*** MATERIAL ***

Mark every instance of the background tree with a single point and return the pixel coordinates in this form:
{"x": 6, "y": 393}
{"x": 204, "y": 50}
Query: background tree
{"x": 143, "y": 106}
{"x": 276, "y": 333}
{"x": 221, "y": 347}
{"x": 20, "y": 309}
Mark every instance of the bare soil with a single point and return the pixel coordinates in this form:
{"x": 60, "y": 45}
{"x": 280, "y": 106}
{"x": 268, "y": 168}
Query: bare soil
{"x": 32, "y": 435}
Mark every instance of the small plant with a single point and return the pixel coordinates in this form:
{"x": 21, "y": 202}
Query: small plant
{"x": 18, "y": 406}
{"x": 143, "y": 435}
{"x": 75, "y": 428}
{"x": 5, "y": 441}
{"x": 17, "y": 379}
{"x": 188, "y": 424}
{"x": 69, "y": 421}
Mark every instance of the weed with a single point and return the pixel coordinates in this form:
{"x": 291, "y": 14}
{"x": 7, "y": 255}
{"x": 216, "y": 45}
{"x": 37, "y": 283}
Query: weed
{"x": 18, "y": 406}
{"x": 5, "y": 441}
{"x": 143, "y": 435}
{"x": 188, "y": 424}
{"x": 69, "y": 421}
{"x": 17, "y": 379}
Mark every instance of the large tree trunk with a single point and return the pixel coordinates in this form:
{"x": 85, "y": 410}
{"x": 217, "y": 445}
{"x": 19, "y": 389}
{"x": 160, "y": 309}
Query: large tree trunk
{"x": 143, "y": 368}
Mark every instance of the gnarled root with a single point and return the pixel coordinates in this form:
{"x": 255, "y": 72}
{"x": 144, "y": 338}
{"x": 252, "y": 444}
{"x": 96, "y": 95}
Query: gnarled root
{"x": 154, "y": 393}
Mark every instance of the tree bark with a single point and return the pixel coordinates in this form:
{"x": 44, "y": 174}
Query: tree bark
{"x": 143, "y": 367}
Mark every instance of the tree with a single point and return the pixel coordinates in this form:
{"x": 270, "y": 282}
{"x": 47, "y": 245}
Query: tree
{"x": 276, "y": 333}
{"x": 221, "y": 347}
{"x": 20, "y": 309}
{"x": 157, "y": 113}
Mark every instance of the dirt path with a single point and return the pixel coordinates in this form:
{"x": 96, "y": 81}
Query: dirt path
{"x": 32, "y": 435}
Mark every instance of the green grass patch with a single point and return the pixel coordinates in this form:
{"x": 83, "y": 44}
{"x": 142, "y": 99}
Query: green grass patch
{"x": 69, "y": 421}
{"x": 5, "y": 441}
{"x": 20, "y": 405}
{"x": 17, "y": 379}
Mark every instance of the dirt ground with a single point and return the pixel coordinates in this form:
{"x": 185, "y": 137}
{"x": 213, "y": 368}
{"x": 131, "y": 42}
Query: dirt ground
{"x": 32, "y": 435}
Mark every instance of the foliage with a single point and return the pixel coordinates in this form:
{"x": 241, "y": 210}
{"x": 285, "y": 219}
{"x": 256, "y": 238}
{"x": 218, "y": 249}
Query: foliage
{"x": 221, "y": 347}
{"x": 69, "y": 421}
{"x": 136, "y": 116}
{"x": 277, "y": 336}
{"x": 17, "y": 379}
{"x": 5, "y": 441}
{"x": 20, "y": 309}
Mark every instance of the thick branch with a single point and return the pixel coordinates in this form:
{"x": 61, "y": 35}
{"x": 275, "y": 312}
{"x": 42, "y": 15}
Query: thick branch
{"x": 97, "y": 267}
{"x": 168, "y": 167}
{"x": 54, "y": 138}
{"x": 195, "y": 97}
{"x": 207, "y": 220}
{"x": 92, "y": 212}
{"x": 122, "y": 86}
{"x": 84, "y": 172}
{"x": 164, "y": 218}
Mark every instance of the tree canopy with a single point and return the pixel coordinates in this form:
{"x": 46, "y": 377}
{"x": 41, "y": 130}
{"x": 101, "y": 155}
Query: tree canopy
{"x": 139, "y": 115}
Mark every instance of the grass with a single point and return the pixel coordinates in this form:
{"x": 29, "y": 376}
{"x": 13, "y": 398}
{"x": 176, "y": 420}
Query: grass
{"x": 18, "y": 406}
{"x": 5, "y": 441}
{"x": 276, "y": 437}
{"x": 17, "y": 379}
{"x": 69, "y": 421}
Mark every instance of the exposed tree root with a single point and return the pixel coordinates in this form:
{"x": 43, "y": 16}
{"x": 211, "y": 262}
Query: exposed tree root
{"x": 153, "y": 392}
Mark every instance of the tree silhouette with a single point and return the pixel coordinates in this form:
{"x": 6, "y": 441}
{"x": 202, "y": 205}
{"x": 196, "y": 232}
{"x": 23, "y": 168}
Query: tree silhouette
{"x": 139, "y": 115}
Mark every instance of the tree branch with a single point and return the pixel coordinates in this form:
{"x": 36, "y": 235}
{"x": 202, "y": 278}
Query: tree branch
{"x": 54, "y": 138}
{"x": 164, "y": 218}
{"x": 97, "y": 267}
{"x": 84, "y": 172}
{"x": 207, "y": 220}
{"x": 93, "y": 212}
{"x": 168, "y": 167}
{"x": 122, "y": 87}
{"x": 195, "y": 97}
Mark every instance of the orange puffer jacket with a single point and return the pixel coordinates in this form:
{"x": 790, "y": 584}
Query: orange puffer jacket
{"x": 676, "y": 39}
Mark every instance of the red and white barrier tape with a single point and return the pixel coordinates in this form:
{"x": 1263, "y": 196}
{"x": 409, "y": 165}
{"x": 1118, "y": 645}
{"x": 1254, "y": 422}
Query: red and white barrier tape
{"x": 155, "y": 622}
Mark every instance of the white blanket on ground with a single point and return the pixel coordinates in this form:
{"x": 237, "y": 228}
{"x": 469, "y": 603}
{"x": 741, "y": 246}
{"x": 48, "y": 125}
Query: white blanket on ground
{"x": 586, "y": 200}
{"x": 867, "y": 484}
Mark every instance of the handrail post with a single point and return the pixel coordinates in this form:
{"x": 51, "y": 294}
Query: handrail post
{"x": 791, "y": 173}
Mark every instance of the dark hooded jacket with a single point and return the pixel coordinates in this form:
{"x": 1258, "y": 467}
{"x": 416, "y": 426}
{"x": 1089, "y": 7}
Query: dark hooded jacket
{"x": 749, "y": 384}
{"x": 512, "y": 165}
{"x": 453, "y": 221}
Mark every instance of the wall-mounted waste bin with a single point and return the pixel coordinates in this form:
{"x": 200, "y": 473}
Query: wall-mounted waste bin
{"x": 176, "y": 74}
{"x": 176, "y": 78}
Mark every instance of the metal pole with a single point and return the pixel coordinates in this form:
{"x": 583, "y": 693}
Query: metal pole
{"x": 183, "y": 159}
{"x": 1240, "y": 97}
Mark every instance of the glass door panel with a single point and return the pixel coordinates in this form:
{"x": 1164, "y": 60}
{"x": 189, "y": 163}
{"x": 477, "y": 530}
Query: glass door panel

***

WRITTEN REQUEST: Give the material above again, word for word.

RESULT BELOW:
Mark every instance of the background tree with a single point and return the pixel coordinates in this form:
{"x": 6, "y": 393}
{"x": 204, "y": 50}
Query: background tree
{"x": 143, "y": 106}
{"x": 276, "y": 333}
{"x": 221, "y": 347}
{"x": 20, "y": 309}
Mark every instance of the bare soil with a single point and return the pixel coordinates in this form:
{"x": 60, "y": 45}
{"x": 280, "y": 106}
{"x": 268, "y": 168}
Query: bare soil
{"x": 32, "y": 435}
Mark every instance of the small plant with a single point and return the pixel coordinates in this form:
{"x": 21, "y": 202}
Query: small plant
{"x": 18, "y": 406}
{"x": 143, "y": 435}
{"x": 75, "y": 428}
{"x": 5, "y": 441}
{"x": 17, "y": 379}
{"x": 188, "y": 424}
{"x": 69, "y": 421}
Mark every instance of the weed with a single point and return the pixel coordinates in this form:
{"x": 291, "y": 14}
{"x": 7, "y": 255}
{"x": 216, "y": 45}
{"x": 37, "y": 283}
Query: weed
{"x": 18, "y": 406}
{"x": 5, "y": 441}
{"x": 143, "y": 435}
{"x": 188, "y": 424}
{"x": 69, "y": 421}
{"x": 17, "y": 379}
Mark every instance of the large tree trunk with a single point and return the pixel coordinates in this form:
{"x": 85, "y": 410}
{"x": 217, "y": 445}
{"x": 19, "y": 389}
{"x": 160, "y": 309}
Query: large tree trunk
{"x": 143, "y": 368}
Mark every instance of the gnarled root with a single point and return the pixel coordinates in this form:
{"x": 255, "y": 72}
{"x": 144, "y": 338}
{"x": 252, "y": 444}
{"x": 96, "y": 95}
Query: gnarled root
{"x": 154, "y": 393}
Mark every instance of the tree bark with a single point and return the pixel coordinates in this form:
{"x": 44, "y": 174}
Query: tree bark
{"x": 143, "y": 367}
Mark every instance of the tree with a single point and return the pixel coordinates in this form:
{"x": 270, "y": 282}
{"x": 47, "y": 245}
Query: tree
{"x": 276, "y": 333}
{"x": 221, "y": 347}
{"x": 20, "y": 309}
{"x": 157, "y": 113}
Mark every instance of the dirt path with a single point and return the pixel coordinates in this form:
{"x": 96, "y": 81}
Query: dirt path
{"x": 32, "y": 435}
Mark every instance of the green grass patch with a single point and return the pixel coordinates in this form:
{"x": 83, "y": 44}
{"x": 142, "y": 99}
Query: green grass patch
{"x": 69, "y": 421}
{"x": 5, "y": 441}
{"x": 20, "y": 405}
{"x": 17, "y": 379}
Mark every instance of the dirt ground with a single point and return the pixel coordinates in this form:
{"x": 185, "y": 137}
{"x": 213, "y": 368}
{"x": 131, "y": 42}
Query: dirt ground
{"x": 32, "y": 435}
Mark every instance of the foliage with a single point and return the pixel coordinates in this form:
{"x": 241, "y": 210}
{"x": 285, "y": 219}
{"x": 256, "y": 238}
{"x": 218, "y": 249}
Query: foliage
{"x": 221, "y": 347}
{"x": 69, "y": 421}
{"x": 136, "y": 116}
{"x": 277, "y": 336}
{"x": 17, "y": 379}
{"x": 5, "y": 441}
{"x": 20, "y": 309}
Mark every instance of the thick branch with a single point and return the pixel coordinates in this form:
{"x": 61, "y": 35}
{"x": 275, "y": 312}
{"x": 42, "y": 15}
Query: thick branch
{"x": 97, "y": 267}
{"x": 168, "y": 167}
{"x": 54, "y": 138}
{"x": 195, "y": 97}
{"x": 207, "y": 220}
{"x": 92, "y": 212}
{"x": 122, "y": 86}
{"x": 84, "y": 172}
{"x": 164, "y": 218}
Mark every instance of the tree canopy with a single point and return the pixel coordinates in this form:
{"x": 46, "y": 377}
{"x": 41, "y": 130}
{"x": 101, "y": 155}
Query: tree canopy
{"x": 139, "y": 115}
Mark every instance of the grass with a single point and return the pixel coordinates in this form:
{"x": 29, "y": 376}
{"x": 13, "y": 398}
{"x": 176, "y": 420}
Query: grass
{"x": 18, "y": 406}
{"x": 5, "y": 441}
{"x": 276, "y": 437}
{"x": 17, "y": 379}
{"x": 69, "y": 421}
Mark every instance of the exposed tree root with a single point and return the pixel coordinates in this form:
{"x": 43, "y": 16}
{"x": 211, "y": 262}
Query: exposed tree root
{"x": 153, "y": 392}
Mark every instance of the tree silhouette with a single point and return the pixel coordinates in this form:
{"x": 6, "y": 441}
{"x": 202, "y": 205}
{"x": 196, "y": 232}
{"x": 23, "y": 168}
Query: tree silhouette
{"x": 139, "y": 115}
Mark every instance of the tree branch with a single point and return the pixel coordinates in this form:
{"x": 36, "y": 235}
{"x": 202, "y": 278}
Query: tree branch
{"x": 54, "y": 138}
{"x": 164, "y": 218}
{"x": 97, "y": 267}
{"x": 84, "y": 172}
{"x": 207, "y": 220}
{"x": 93, "y": 212}
{"x": 168, "y": 167}
{"x": 122, "y": 87}
{"x": 195, "y": 97}
Mark every instance of the orange puffer jacket with a single point and return the pixel coordinates in this form:
{"x": 790, "y": 584}
Query: orange puffer jacket
{"x": 676, "y": 39}
Mark every instance of the red and white barrier tape with a single point and return the pixel coordinates in this form:
{"x": 1263, "y": 196}
{"x": 409, "y": 165}
{"x": 1118, "y": 645}
{"x": 1254, "y": 422}
Query: red and white barrier tape
{"x": 155, "y": 622}
Mark every instance of the white blanket on ground with a single point and return the pixel coordinates in this form:
{"x": 237, "y": 228}
{"x": 469, "y": 603}
{"x": 741, "y": 246}
{"x": 48, "y": 125}
Query: white blanket on ground
{"x": 586, "y": 200}
{"x": 867, "y": 484}
Mark every instance of the handrail post with a single point and return the pixel coordinates in this form:
{"x": 51, "y": 294}
Query: handrail post
{"x": 791, "y": 173}
Mark every instance of the dark hooded jacket with a single point and return the pixel coordinates in this form:
{"x": 1258, "y": 467}
{"x": 416, "y": 426}
{"x": 1089, "y": 7}
Query: dark hooded jacket
{"x": 749, "y": 384}
{"x": 512, "y": 165}
{"x": 453, "y": 221}
Mark every instance of the wall-mounted waste bin with a single point and return the pixel coordinates in this form:
{"x": 200, "y": 473}
Query: wall-mounted waste bin
{"x": 176, "y": 74}
{"x": 176, "y": 78}
Mark every instance of the metal pole with a single point and return the pixel coordinates in this form:
{"x": 583, "y": 693}
Query: metal pole
{"x": 183, "y": 159}
{"x": 1240, "y": 97}
Mark every instance of the glass door panel with a single point and return the pixel coordinates in this form:
{"x": 1164, "y": 60}
{"x": 189, "y": 163}
{"x": 477, "y": 530}
Query: glass door panel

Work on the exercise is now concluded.